» **DATA SHOWN**

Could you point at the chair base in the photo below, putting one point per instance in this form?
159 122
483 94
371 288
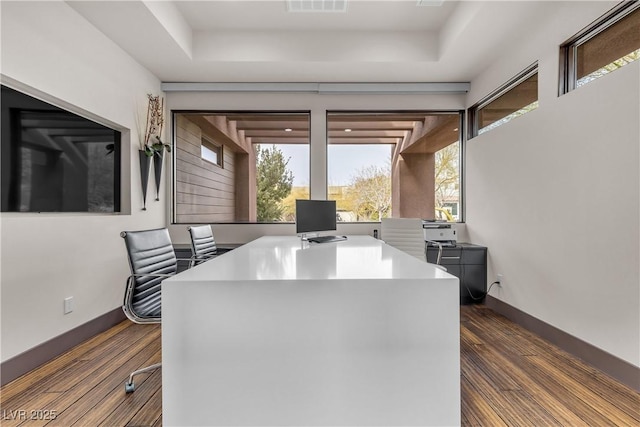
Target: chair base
129 386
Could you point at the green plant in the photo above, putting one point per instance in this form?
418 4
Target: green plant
152 143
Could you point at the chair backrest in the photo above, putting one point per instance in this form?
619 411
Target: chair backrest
150 254
203 245
405 234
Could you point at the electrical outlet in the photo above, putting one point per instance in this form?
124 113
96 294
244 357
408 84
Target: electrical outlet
68 305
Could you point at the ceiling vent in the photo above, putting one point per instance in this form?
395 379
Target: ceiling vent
316 5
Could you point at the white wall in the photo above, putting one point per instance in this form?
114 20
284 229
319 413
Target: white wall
318 105
52 52
555 194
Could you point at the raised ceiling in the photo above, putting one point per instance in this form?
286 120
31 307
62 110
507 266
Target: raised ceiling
259 41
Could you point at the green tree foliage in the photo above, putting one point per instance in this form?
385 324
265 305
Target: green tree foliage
370 193
447 174
274 183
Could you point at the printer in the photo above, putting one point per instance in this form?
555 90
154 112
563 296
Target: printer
439 233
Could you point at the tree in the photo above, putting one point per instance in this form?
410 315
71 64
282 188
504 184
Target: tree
274 183
447 176
370 193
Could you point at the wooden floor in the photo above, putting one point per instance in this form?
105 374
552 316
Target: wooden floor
509 377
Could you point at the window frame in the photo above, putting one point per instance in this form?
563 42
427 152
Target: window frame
568 50
473 111
218 149
462 140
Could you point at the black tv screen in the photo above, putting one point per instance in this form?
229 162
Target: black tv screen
315 215
54 160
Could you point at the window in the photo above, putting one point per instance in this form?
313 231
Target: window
211 152
388 164
609 44
515 98
235 167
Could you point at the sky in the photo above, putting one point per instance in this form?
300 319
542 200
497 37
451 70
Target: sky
343 161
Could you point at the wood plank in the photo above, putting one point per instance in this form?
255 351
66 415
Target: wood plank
509 377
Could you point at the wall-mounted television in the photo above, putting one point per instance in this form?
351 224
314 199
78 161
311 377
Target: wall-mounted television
315 215
54 160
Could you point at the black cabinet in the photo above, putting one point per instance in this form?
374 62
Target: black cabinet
468 263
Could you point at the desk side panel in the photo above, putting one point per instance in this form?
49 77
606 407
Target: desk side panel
276 353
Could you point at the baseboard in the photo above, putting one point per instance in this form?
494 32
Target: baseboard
611 365
31 359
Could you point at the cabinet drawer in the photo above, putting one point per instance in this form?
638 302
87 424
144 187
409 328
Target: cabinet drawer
449 255
458 255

» **YOUR INSTRUCTIONS**
Above are records to transcribe exactly; leave their pictures out.

» **SOLVED EXERCISE**
Could you point at the chair base in the photo below, putting one point per instance in this form?
159 122
483 94
371 288
Target: chair base
129 386
Could you point at the green plant in the photo above, putting one point per instance in this form?
418 4
Target: green plant
152 143
Could you point at the chair backrest in the photo above, putting one point per instance in this form?
619 411
Target: chair backrest
150 254
203 245
405 234
Could you point at the electrical outlet in the photo above, putting one point per instance in this form?
124 113
96 294
244 357
408 84
Target: electrical outlet
68 305
Could you point at the ceiling vent in the photo above, putting one point per instance in this form?
395 379
Target: ceiling vent
316 5
Could you point at the white wall in the photo above, putting one point per instance in this form?
114 20
284 229
319 413
Target: white wall
318 105
52 52
555 194
Could you point at the raised ceiling in the photo above, putting one point per instance in this form?
286 120
31 307
62 110
507 266
Target: raised ceiling
259 41
Could you point at the green tree foliage in the photo above, putting one point per instance in this form?
385 324
265 305
Target: green tree foliage
370 193
447 174
274 183
Could you point at the printer in the photo above, putting one point per instance in this form?
555 90
154 112
563 296
Target: printer
439 233
Could you point at the tree in the photo above, putting one point per instance in this form?
410 315
71 64
282 188
504 184
Target: tree
274 183
447 176
370 193
Could you point at the wooden floor in the photo above, putting one point per instance in this form?
105 374
552 316
Target: wooden floor
509 377
Could you point at the window frame in the photo above, putting one point per instance in this form?
563 42
427 152
Target: window frame
568 50
473 111
218 149
462 140
Could you point at the black tv screen in the photo above, putting one point per instance in this form?
229 162
Target: black tv screen
315 215
54 160
Could you point at the window in the photo above, putting one point per instance in this form?
313 231
Target: window
211 152
388 164
609 44
515 98
235 167
Could you point at the sky in the photo above, putting one point per instance in this form?
300 319
542 200
497 37
451 70
Target: sky
343 161
Could you point at the wood plank in the photo above, putting one point per instance in this form?
255 351
66 415
Target: wood plank
509 377
Could you point at the wall-mounted television in the photo above, putting one point per instance in this form?
351 224
314 199
78 161
311 377
Target: wall-mounted television
315 215
54 160
Could you point at the black cabinet in the photo above, putting one point per instance in this form?
374 62
Target: black cabinet
468 263
Could you point at the desk side panel in the photo above, putting one point per instance in this form?
49 77
606 407
Target: desk side panel
276 353
Could you point at the baseboard in the photo above, putting one point per instance in this form?
494 32
Target: baseboard
611 365
31 359
Could you point at the cabinet drawer in the photo above, putting one point per instance in this form?
638 302
87 424
144 187
409 328
Target: cabinet drawer
449 255
458 255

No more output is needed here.